**TASK DETAILS:** Reproduce only this part of the listing: the line with "TARGET = dense green foliage", plus every line after it through the last.

**DATASET EXTRACT:**
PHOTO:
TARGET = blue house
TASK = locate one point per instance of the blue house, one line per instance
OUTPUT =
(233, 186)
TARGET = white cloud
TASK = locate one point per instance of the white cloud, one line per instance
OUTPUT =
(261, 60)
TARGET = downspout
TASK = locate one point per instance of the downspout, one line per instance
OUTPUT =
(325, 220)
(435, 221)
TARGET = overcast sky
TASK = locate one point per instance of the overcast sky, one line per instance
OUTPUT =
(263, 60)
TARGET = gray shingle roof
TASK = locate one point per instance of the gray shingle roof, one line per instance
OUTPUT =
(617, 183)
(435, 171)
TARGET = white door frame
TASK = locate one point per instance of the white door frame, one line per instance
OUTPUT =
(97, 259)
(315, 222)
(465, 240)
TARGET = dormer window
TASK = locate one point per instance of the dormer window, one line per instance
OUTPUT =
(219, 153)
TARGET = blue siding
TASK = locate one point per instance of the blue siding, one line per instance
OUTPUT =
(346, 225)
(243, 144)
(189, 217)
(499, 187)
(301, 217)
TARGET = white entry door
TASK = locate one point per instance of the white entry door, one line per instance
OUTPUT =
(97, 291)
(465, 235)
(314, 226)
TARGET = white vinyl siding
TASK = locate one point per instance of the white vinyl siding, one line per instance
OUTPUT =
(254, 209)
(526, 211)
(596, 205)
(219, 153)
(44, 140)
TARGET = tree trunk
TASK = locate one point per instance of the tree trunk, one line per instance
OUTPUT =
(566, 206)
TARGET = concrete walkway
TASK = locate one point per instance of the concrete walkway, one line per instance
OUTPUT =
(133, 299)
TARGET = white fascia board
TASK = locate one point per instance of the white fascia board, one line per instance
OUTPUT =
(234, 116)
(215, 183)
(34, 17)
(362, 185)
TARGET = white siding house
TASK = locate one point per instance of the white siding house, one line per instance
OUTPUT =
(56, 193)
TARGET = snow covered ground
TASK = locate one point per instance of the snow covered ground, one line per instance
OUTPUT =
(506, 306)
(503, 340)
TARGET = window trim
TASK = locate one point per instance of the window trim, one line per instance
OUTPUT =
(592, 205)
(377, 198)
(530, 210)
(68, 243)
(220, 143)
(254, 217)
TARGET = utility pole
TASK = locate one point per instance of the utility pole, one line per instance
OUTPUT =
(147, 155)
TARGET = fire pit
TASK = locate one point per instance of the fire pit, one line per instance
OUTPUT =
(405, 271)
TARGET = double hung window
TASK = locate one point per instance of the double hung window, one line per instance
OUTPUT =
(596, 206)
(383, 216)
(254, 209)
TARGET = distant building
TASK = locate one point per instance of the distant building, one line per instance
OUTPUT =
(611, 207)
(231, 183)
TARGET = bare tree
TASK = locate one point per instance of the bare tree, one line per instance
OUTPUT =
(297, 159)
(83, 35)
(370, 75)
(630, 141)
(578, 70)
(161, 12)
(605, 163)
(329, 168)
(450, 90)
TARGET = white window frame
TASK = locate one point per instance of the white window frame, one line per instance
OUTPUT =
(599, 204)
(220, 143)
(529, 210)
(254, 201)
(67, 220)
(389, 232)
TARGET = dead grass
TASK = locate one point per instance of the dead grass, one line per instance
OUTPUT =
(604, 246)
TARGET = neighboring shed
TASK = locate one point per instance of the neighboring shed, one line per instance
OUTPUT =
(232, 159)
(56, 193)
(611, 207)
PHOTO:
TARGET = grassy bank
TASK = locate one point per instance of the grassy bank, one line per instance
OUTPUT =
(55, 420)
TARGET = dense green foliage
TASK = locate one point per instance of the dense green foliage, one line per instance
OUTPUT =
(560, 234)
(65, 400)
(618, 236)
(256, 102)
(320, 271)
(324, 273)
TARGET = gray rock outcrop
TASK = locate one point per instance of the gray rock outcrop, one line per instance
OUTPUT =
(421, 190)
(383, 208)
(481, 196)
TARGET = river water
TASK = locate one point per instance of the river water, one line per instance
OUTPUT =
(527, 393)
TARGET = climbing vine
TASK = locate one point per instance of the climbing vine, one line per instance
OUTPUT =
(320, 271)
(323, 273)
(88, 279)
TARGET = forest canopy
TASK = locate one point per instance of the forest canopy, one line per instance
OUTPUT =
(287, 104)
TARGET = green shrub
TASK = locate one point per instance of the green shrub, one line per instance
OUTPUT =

**WORKED ANSWER:**
TARGET = dense green foliage
TASK = locate one point per instance of the dense green foliage, one line per instance
OUTPUT =
(560, 234)
(65, 400)
(618, 236)
(256, 102)
(320, 271)
(324, 273)
TARGET = gray rock outcrop
TASK = locate one point per instance of the gray rock outcrop, one line per instance
OUTPUT =
(421, 190)
(383, 208)
(481, 196)
TARGET = river water
TASK = locate one point per instance of the river water, one line per instance
OUTPUT =
(527, 393)
TARGET = climbing vine
TASK = locate one point per instance of the climbing vine, one line per instance
OUTPUT =
(320, 271)
(323, 273)
(88, 279)
TARGET = forest canopy
TASK = locate one point per instance of the forest canopy, one line per instance
OUTPUT =
(287, 104)
TARGET = green shrub
TASK = locate one point per instance of the green shrub, one line per instance
OUTPUT =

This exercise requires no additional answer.